**Task instructions:**
1. In the Xenical passage, copy the stretch from "The pooled data" through "administration of orlistat." word for word.
2. According to the Xenical passage, what percentage of type 2 diabetic patients taking orlistat were responders in the pooled data?
3. Decide whether each statement agrees with the Xenical passage. For each, answer yes or no and quote the words from the passage that decide it.
(a) Xenical works by forming a covalent bond with the active serine site of the gastric and pancreatic lipases.
(b) At therapeutic doses, intact orlistat built up in the plasma over time.
(c) Orlistat partitions extensively into erythrocytes.
*** Selected passage Section Begins ***
Xenical is a potent, specific and long-acting inhibitor of gastrointestinal lipases. It exerts its therapeutic activity in the lumen of the stomach and small intestine by forming a covalent bond with the active serine site of the gastric and pancreatic lipases. The inactivated enzyme is thus unable to hydrolyse dietary fat, in the form of triglycerides, into absorbable free fatty acids and monoglycerides. As undigested triglycerides are not absorbed, the resulting caloric deficit has a positive effect on weight control. Systemic absorption of the drug is therefore not needed for activity.
Efficacy in Patients with Type 2 Diabetes: Pooled data from four 1-year studies and three 6-month studies in type 2 diabetic patients showed that the percentage of responders (≥10% of body weight loss) was 11.3% with orlistat as compared to 4.5% with placebo. The mean difference in weight loss with the drug compared to placebo was 2.47 kg in these patients.
The pooled data from the four 1-year studies and three 6-month studies of Xenical as an adjunct to antidiabetic medications are summarized in the following table: See table.Click on icon to see table/diagram/image
Absorption: Studies in normal weight and obese volunteers have shown that the extent of absorption of orlistat was minimal. Plasma concentrations of intact orlistat were nonmeasurable (<5 ng/mL) 8 hrs following oral administration of orlistat.
In general, at therapeutic doses, detection of intact orlistat in plasma was sporadic and concentrations were extremely low (<10 ng/mL or 0.02 micromole), without evidence of accumulation, and consistent with negligible absorption.
Distribution: The volume of distribution cannot be determined because the drug is minimally absorbed and has no defined systemic pharmacokinetics. In vitro
, orlistat is >99% bound to plasma proteins (lipoproteins and albumin were the major binding proteins). Orlistat minimally partitions into erythrocytes.
*** Selected passage Section Ends ***
*** Data records Section Begins ***
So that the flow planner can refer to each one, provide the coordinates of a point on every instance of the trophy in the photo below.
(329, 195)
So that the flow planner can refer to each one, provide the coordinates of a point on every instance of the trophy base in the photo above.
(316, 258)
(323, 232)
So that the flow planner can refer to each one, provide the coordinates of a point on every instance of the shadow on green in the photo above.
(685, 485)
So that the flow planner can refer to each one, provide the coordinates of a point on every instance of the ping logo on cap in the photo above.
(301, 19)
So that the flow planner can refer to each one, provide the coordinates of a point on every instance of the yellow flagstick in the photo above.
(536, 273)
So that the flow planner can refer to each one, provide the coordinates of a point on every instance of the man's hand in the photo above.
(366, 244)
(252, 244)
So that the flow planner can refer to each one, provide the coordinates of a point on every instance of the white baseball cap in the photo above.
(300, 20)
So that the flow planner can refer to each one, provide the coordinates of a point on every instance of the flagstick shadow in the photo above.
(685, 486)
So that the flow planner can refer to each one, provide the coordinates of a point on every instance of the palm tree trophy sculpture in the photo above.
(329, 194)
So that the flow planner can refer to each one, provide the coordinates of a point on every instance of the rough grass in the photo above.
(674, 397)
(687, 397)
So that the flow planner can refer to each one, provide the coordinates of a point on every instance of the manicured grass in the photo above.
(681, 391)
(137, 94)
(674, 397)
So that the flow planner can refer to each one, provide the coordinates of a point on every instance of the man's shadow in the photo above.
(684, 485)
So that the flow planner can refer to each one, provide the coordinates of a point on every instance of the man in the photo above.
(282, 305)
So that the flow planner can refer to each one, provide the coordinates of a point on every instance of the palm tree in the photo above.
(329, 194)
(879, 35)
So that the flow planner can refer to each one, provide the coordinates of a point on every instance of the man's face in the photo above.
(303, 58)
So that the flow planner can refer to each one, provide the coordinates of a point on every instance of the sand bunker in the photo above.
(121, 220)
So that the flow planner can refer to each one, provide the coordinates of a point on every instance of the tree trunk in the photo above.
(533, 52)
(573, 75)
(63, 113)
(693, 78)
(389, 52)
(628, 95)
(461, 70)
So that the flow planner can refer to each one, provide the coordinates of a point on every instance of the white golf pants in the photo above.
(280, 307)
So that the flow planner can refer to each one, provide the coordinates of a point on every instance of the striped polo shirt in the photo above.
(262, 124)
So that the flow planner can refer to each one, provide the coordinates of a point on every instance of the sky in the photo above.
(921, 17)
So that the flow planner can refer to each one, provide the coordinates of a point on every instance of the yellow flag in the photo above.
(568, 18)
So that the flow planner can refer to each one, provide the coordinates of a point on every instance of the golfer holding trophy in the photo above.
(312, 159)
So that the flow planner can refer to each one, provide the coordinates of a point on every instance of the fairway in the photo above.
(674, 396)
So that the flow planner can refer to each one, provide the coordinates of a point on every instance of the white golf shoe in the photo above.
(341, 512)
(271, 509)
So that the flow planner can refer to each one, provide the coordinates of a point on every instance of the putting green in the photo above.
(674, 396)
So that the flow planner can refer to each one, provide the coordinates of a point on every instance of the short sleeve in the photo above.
*** Data records Section Ends ***
**Solutions to each task:**
1.
The pooled data from the four 1-year studies and three 6-month studies of Xenical as an adjunct to antidiabetic medications are summarized in the following table: See table.Click on icon to see table/diagram/image
Absorption: Studies in normal weight and obese volunteers have shown that the extent of absorption of orlistat was minimal. Plasma concentrations of intact orlistat were nonmeasurable (<5 ng/mL) 8 hrs following oral administration of orlistat.

2. 11.3%

3.
(a) Yes: "by forming a covalent bond with the active serine site of the gastric and pancreatic lipases"
(b) No: "without evidence of accumulation"
(c) No: "Orlistat minimally partitions into erythrocytes."